#### [Written request]
Return each line of the items below that contains the word "white". Case counts.

#### [Listed records]

· · ·

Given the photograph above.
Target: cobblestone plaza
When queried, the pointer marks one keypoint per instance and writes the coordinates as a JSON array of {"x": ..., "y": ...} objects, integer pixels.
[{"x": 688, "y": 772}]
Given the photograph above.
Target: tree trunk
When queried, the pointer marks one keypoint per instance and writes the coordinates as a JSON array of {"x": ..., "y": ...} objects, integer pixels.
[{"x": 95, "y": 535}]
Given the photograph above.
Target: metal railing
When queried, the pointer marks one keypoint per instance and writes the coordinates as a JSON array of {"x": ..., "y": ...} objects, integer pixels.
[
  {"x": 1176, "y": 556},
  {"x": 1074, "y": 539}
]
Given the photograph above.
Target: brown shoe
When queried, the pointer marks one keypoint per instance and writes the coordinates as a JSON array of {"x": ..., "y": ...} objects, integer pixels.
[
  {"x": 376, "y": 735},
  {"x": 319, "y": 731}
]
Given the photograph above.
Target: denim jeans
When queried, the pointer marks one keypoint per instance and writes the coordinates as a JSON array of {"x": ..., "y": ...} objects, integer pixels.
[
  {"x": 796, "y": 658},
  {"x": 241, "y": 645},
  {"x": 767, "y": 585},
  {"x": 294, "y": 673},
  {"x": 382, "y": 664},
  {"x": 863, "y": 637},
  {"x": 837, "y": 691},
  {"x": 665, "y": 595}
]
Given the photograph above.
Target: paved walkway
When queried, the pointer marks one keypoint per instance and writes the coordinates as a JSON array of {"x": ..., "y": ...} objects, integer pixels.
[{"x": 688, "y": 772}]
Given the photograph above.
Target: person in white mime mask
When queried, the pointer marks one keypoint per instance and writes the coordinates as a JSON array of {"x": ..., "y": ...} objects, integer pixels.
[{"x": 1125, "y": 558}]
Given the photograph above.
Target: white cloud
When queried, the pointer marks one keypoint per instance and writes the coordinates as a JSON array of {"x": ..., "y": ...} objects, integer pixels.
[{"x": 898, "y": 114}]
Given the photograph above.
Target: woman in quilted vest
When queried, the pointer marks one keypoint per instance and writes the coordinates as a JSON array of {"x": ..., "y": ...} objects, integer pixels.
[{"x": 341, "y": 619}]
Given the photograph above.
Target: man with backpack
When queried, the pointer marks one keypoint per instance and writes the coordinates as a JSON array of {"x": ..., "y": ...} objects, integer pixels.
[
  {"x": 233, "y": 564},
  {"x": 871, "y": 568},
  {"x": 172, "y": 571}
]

· · ·

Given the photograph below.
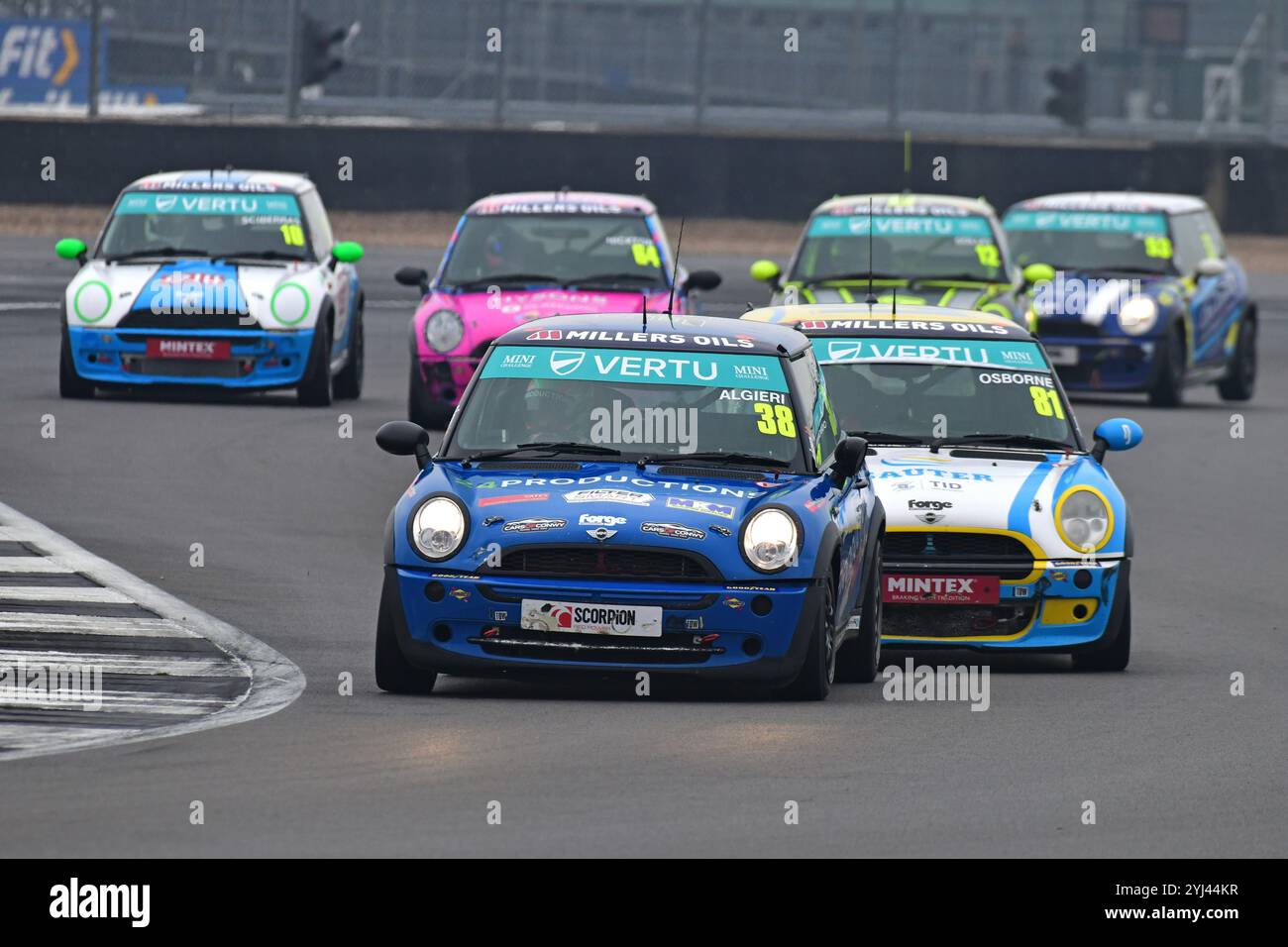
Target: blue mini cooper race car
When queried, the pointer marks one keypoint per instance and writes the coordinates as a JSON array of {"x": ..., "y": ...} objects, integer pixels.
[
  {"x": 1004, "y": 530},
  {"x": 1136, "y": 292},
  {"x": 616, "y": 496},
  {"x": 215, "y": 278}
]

· · ·

#### [The answer]
Target: person in white mime mask
Target: white cloud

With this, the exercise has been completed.